## Exercises
[1] Condense the paragraph of the toilet paper story below that begins "To their credit, the store managers" into a bulleted list of its main facts.
[2] Pick up the story about the toilet paper shipment at the Porter Ranch Walmart after its final sentence and carry it forward.

Shoppers at a Porter Ranch Walmart rejoiced when managers wheeled out a shipment of today’s most precious commodity — toilet paper.
2020 will be remembered for many things, but the weirdest will be the nation’s run on toilet paper.
Just a few weeks ago, the Walmart in Porter Ranch received a shipment of one of the most sought after products in this pandemic.
It was the middle of the afternoon. There was a buzz in the store typically reserved for Black Friday prep.
Then, came the whispers.
“Why are they shutting down the paper goods aisle?”
“Why are those managers all converging next to the empty racks?”
“Why does everyone in vests look so serious?”
The murmurs turned into gasps as shoppers at the back of the store saw what all the commotion was about.
Kim Kardashian wearing an I <3 Los Angeleno hoodie?
Even better. A Walmart associate easing several cases of Angel Soft toilet tissue out of the warehouse and onto the sales floor.
“MANUEL!” One woman yelled. But she was soon hushed.
To their credit, the store managers knew the drill and performed beautifully. They blocked off the back aisle on both sides so the associate with the pallet had a clear path to the empty shelves in Aisle N8.
Meanwhile, another manager calmly instructed shoppers to form a line. People had questions. They got answers. An elderly man or two tried to skirt the line and were swiftly rebuffed.
The team performed like a well-oiled machine and if any oil spilled, paper towels were next to come out from the back.
While one manager freed the 12-packs of T.P. from its packaging, another doled them out one-by-one to waiting shoppers.
And like the loaves and fish of the Good Book, despite there being a limited supply, far more customers received these treasured items than this reporter would have expected.
One of those fortunate souls was Northridge resident Sheri Albala, who ventured inside for bottled water, dog food and other necessities.
“It’s like a war mentality here,” she said. “Everything has been hoarded off the shelves.”
Originally from New York, Albala has lived in L.A. for the last 40 years and said her generation has never experienced anything similar.

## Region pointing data
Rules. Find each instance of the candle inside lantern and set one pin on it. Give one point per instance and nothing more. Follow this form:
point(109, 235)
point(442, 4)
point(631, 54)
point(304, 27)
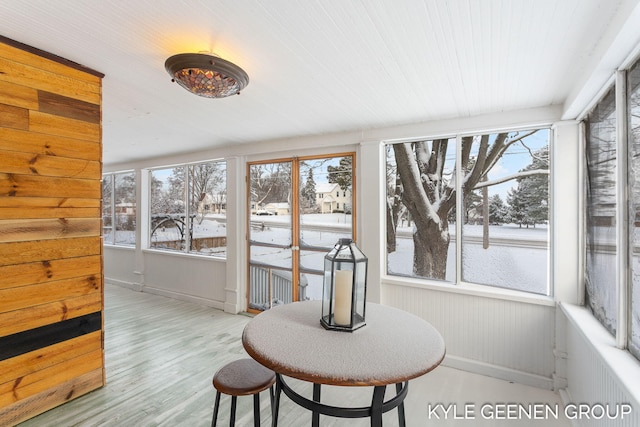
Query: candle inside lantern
point(344, 287)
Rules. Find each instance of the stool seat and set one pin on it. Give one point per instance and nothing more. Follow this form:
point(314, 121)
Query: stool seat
point(243, 377)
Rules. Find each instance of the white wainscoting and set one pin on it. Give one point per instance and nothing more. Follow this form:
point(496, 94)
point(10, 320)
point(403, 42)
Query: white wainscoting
point(598, 373)
point(508, 339)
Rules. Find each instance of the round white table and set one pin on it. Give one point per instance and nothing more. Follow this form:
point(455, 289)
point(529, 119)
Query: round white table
point(393, 348)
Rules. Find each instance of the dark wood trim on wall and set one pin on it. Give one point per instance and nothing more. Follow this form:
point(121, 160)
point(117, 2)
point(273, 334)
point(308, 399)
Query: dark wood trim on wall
point(50, 56)
point(44, 336)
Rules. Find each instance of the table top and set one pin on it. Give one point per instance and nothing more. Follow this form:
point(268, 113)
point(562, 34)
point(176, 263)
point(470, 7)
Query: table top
point(394, 346)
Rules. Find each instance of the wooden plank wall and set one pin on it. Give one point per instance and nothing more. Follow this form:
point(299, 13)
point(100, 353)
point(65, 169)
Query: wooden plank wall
point(51, 295)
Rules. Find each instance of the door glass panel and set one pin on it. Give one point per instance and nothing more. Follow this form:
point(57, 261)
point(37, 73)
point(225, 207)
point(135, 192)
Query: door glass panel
point(270, 235)
point(633, 86)
point(325, 215)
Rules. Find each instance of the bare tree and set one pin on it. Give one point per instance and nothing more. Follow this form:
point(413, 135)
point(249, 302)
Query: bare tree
point(430, 190)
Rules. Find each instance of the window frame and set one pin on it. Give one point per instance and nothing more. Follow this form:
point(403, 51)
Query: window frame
point(624, 199)
point(460, 286)
point(147, 243)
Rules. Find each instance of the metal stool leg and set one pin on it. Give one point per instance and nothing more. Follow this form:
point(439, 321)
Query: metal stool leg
point(215, 410)
point(256, 410)
point(315, 417)
point(276, 401)
point(401, 418)
point(376, 406)
point(232, 420)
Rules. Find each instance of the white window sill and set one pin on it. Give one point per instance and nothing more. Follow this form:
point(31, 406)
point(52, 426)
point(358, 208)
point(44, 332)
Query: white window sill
point(622, 364)
point(471, 289)
point(184, 255)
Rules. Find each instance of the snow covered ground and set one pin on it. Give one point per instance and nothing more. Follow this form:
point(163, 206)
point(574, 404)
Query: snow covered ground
point(511, 265)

## Outputs in order
[1]
- The store managers knew the drill and performed well.
- They blocked off both ends of the back aisle.
- That gave the associate with the pallet a clear path to the empty shelves in Aisle N8.

[2]
“Nobody has seen anything like this since my parents were in World War II,” she said. “But seriously, this is like war rationing. It’s unbelievable how bad it is. It boggles my mind. I’m normally a very, very even-keeled person. If there’s an earthquake, I go to the Red Cross and volunteer. Floods; I collect things and send them out. But I am worried about my father who is compromised at 87 years old. Everything is closing down. Nothing has ever closed down country-wide before. This is really — and I am not a conspiracy person — but for the first time, I believe this is a weaponized virus.”
From whom? It seems like everyone’s got it.
“I think it got out of hand,” she said. “But I think it came from a laboratory unintentionally — or intentionally. Because nobody has ever seen anything like this.”
One thing she has never experienced is her own lack of preparedness in regard to the response to this pandemic. Which is something many of us can probably relate to.
“At the beginning of the Iraq War, I started working for Operation Interdependence, which was a civilian-to-military pipeline to give them things,” she said. “And in the beginning, it was at airbases. So I spent 16 years collecting items and sending them overseas to specific platoons.
“So normally, I am very organized and under control. So the fact that I am out of control of this is very disconcerting. I can only imagine what it’s like for people who are normally not in control. And unfortunately, today, people are often not nice on the best of days. Now they’re just mean.”
Albala had been lucky, though. Maybe the Fates were looking down on her, rewarding her good deeds. “I was in Vons the day their shipment came in,” she said, “and I was here now when this came in, so you just need to be patient.”